* [Exercise goal]: Scan the entries below for the word "mulcher" and copy every line where it turns up.

[Entries shown — start]

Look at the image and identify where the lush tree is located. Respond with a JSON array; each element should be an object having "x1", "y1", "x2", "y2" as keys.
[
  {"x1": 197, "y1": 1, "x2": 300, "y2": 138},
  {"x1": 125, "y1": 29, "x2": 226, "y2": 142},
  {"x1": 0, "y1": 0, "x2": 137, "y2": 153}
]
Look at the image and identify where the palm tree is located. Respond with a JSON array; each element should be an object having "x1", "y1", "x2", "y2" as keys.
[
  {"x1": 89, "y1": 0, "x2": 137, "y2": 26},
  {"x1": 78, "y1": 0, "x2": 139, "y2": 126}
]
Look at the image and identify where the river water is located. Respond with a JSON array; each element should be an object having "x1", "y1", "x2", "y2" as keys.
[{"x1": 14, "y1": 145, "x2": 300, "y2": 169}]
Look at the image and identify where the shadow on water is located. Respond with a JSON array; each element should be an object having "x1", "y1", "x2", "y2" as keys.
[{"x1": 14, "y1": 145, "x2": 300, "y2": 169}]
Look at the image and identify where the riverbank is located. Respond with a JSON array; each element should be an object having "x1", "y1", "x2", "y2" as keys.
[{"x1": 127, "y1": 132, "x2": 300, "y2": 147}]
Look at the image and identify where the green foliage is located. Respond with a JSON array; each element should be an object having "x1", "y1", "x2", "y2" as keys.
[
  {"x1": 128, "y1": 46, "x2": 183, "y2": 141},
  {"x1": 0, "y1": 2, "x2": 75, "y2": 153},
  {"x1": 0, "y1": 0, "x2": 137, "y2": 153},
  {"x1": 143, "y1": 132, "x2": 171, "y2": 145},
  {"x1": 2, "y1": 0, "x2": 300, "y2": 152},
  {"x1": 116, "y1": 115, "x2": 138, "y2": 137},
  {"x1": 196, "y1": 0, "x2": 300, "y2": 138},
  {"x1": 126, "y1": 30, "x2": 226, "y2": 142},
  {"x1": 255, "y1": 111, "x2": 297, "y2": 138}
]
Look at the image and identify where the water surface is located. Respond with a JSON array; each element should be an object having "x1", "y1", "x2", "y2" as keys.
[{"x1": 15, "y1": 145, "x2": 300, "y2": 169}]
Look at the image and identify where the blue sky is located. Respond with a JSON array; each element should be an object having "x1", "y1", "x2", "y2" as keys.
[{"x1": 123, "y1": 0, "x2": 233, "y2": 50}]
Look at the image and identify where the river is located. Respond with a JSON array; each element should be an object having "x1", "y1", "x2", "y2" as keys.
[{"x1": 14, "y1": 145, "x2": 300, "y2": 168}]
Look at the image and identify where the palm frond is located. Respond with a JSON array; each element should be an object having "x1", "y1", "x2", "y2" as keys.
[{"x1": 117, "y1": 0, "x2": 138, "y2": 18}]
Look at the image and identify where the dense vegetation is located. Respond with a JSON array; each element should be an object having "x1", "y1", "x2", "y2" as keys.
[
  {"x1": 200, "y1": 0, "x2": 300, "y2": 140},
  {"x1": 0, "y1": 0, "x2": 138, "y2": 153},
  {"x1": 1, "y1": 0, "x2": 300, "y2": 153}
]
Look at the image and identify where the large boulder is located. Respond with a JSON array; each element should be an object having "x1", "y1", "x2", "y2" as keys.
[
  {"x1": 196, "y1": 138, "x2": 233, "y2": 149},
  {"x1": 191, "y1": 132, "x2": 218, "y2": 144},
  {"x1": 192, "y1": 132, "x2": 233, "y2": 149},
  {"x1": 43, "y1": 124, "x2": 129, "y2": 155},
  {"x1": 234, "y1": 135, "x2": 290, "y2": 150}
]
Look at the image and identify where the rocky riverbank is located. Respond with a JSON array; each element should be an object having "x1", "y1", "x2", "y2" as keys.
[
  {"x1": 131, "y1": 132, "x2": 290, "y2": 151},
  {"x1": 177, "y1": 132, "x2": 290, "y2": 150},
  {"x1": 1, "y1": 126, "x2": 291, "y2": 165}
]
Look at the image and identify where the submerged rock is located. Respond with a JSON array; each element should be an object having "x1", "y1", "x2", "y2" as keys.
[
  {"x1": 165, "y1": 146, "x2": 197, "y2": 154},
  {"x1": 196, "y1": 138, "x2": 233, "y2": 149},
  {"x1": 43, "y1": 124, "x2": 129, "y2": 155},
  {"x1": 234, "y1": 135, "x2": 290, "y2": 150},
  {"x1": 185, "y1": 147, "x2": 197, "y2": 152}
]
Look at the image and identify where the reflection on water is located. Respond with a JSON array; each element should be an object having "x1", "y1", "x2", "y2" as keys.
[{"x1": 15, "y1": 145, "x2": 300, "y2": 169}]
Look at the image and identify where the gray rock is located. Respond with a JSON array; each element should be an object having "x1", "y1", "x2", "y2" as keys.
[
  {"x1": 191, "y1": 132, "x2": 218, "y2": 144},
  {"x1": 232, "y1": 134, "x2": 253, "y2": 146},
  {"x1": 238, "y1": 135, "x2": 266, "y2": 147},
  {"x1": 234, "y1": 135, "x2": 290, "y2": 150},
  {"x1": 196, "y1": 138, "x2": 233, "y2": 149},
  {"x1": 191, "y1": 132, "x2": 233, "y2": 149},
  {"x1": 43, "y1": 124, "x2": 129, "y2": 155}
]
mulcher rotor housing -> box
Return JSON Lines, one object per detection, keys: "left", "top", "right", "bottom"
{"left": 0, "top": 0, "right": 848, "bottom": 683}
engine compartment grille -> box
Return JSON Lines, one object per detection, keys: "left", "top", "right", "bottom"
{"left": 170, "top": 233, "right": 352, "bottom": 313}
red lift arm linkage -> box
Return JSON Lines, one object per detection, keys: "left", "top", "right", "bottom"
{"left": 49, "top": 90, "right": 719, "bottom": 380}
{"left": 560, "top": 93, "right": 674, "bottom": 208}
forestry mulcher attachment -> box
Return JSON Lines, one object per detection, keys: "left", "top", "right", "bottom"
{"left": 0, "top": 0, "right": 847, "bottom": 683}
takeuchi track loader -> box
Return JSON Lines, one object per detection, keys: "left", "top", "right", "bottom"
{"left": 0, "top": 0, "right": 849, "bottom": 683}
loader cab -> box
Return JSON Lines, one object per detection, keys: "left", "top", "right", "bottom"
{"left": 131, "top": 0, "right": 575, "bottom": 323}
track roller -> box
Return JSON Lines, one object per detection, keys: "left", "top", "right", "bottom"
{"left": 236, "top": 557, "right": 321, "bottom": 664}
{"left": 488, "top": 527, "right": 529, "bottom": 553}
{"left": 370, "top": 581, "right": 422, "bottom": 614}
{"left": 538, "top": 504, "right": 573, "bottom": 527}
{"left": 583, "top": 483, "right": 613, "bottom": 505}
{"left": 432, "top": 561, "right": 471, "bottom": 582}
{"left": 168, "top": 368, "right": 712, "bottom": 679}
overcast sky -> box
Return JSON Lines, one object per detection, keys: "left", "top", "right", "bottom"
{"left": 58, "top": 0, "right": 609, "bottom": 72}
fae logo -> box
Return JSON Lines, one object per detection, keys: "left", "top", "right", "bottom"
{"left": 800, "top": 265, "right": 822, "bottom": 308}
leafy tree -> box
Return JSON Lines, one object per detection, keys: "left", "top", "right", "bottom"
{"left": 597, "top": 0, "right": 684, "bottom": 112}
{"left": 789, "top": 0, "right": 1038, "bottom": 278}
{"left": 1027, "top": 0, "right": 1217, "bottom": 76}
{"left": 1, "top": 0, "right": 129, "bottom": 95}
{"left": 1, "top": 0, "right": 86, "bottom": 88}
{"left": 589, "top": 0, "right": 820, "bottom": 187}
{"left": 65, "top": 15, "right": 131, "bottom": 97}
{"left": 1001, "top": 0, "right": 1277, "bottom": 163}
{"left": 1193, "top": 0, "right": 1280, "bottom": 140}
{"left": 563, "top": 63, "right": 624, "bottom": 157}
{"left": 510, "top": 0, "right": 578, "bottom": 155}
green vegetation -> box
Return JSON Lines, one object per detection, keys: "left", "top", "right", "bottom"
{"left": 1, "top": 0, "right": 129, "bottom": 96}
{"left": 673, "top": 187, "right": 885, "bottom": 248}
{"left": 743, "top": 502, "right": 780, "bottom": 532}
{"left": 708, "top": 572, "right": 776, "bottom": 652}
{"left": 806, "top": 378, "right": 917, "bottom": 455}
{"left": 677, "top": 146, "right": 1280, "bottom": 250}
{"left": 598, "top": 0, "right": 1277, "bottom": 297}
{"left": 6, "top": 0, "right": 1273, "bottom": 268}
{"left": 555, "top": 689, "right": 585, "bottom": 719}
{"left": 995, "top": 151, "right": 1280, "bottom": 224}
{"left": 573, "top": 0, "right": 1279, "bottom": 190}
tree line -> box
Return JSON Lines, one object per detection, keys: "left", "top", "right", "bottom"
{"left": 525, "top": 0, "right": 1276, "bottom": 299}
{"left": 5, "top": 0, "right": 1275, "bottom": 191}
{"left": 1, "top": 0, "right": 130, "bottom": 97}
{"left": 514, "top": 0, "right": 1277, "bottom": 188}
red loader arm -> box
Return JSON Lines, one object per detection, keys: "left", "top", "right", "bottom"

[Entries shown — finish]

* [Solution for this exercise]:
mulcher rotor housing -> box
forestry mulcher attachment -> box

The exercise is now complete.